▶ _DIRECTIONS_
Output the data below as a JSON list of strings, one string per line, with blank lines omitted.

[START PROVIDED RECORDS]

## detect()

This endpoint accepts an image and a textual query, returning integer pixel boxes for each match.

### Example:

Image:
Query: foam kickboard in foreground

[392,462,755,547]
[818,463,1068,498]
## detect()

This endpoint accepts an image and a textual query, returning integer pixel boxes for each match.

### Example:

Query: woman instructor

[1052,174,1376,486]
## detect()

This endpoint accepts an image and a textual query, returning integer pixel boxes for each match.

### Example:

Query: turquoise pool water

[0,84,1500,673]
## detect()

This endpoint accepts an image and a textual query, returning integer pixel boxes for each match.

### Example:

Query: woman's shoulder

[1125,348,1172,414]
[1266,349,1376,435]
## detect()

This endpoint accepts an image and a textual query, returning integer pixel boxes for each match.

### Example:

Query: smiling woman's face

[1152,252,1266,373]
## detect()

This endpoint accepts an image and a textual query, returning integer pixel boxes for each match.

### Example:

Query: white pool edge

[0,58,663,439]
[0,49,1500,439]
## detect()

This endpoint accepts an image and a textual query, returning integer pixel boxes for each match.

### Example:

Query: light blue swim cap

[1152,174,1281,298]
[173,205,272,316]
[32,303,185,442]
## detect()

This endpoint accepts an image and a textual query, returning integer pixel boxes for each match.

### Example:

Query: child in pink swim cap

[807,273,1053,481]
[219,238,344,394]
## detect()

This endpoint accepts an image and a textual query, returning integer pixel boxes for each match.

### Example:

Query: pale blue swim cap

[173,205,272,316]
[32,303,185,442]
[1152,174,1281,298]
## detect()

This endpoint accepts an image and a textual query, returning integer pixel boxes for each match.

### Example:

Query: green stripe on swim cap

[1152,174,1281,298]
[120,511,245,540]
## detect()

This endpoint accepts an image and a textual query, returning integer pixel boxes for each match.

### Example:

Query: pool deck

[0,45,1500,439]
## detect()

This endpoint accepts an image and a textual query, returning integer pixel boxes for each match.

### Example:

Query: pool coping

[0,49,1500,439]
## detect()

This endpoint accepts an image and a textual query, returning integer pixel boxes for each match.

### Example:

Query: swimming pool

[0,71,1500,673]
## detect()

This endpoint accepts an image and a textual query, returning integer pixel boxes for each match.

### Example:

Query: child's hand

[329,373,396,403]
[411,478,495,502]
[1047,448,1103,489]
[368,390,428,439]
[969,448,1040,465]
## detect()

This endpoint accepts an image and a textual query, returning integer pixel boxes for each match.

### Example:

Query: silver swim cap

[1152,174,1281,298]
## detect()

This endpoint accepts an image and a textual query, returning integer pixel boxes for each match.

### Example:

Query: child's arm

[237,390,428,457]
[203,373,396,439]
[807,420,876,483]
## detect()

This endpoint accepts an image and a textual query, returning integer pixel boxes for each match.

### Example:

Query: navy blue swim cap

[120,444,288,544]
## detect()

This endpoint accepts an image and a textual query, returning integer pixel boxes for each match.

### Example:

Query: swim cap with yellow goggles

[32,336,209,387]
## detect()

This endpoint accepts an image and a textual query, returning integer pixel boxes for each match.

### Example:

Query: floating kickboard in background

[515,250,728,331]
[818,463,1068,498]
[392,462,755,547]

[END PROVIDED RECORDS]

▶ _COMPLETED EXERCISE_
[
  "## detect()",
  "This endpoint accepts an image and a textual query, returning integer pixel boxes for each match.",
  "### Example:",
  "Image:",
  "Query: foam kickboard in foreground",
  "[392,462,755,547]",
  "[818,463,1068,498]",
  "## detect()",
  "This endpoint accepts an image and a textual query, returning integer pixel boxes for each match.",
  "### Example:",
  "Query: woman instructor",
  "[1052,174,1376,486]",
  "## detect()",
  "This endpoint accepts an image and a textual query, returning integer pixel boxes for each match.",
  "### Example:",
  "Query: turquoise pool water",
  "[0,84,1500,673]",
  "## detect()",
  "This endpoint accepts an image and a textual query, returning integer pixel boxes for each match.",
  "### Example:",
  "Query: woman's shoulder",
  "[1125,348,1172,414]",
  "[1266,349,1376,435]",
  "## detect()",
  "This endpoint accepts an image and a textual query, returning integer pixel boxes for each match.",
  "### Example:",
  "Query: smiling woman's face",
  "[1152,252,1266,373]",
  "## detect()",
  "This endpoint accepts an image and a textual query, returning integer pixel boxes for each match.",
  "### Example:",
  "Query: white pool edge",
  "[0,58,663,439]",
  "[0,49,1500,439]",
  "## detect()",
  "This endpoint accepts an image and a textual query, returning integer pixel boxes for each match.",
  "### Example:",
  "Query: light blue swim cap",
  "[1152,174,1281,298]",
  "[173,205,272,316]",
  "[32,303,185,442]",
  "## detect()",
  "This endpoint accepts an image and a textual query, returning integer pixel boxes for each match.",
  "### Example:",
  "Query: child in pink swim cap",
  "[807,273,1053,481]",
  "[219,238,344,394]",
  "## detect()",
  "This endpoint accepts an image and a textual query, returning integer pixel boxes for each match.",
  "### Example:",
  "Query: pale blue swim cap",
  "[173,205,272,316]",
  "[32,303,185,442]",
  "[1152,174,1281,298]",
  "## detect()",
  "This endpoint accepts an image and a textual query, returning integer pixel boxes for each match.",
  "### Example:",
  "Query: green stripe on swim cap",
  "[1152,174,1281,298]",
  "[120,511,245,540]",
  "## detect()",
  "This endpoint accepts an image and a textual query, returning integer pixel boxes for each match.",
  "### Example:",
  "Query: pool deck",
  "[0,45,1500,439]",
  "## detect()",
  "This endpoint accepts an image and a textual query, returning integer pixel boxes for each match.",
  "### Example:",
  "Query: pool coping",
  "[0,49,1500,439]",
  "## detect()",
  "This endpoint accepts an image and a textual query, returning integer pixel boxes for each match.",
  "### Example:",
  "Query: swimming pool",
  "[0,71,1500,673]",
  "## detect()",
  "This endpoint accepts an image and a textual query, returning integer pixel boxes for each match.",
  "### Example:",
  "Query: child's hand",
  "[329,373,396,403]",
  "[411,478,495,502]",
  "[1047,448,1103,489]",
  "[368,390,428,439]",
  "[969,448,1040,465]",
  "## detect()",
  "This endpoint accepts an image and a textual query, returning integer pixel boxes for each match.",
  "### Example:",
  "Query: silver swim cap",
  "[1152,174,1281,298]",
  "## detect()",
  "This endpoint accepts an image and a textual query, returning integer pixel boxes for each match.",
  "### Example:",
  "Query: child's arm",
  "[237,390,428,457]",
  "[203,373,396,439]",
  "[807,420,876,483]",
  "## detect()",
  "This endpoint accepts an image and a textual query, returning integer pixel boxes for each match.",
  "### Example:",
  "Query: navy blue swim cap",
  "[120,444,288,544]",
  "## detect()",
  "This endpoint accepts an image and a textual query, returning integer pixel boxes for each match.",
  "### Example:",
  "Query: swim cap with yellow goggles",
  "[32,336,209,387]",
  "## detect()",
  "This endpoint accepts an image and a textual query, returning integer pixel boxes for each match.",
  "### Example:",
  "Query: floating kickboard in background",
  "[515,250,728,331]",
  "[818,463,1068,498]",
  "[392,462,755,547]"
]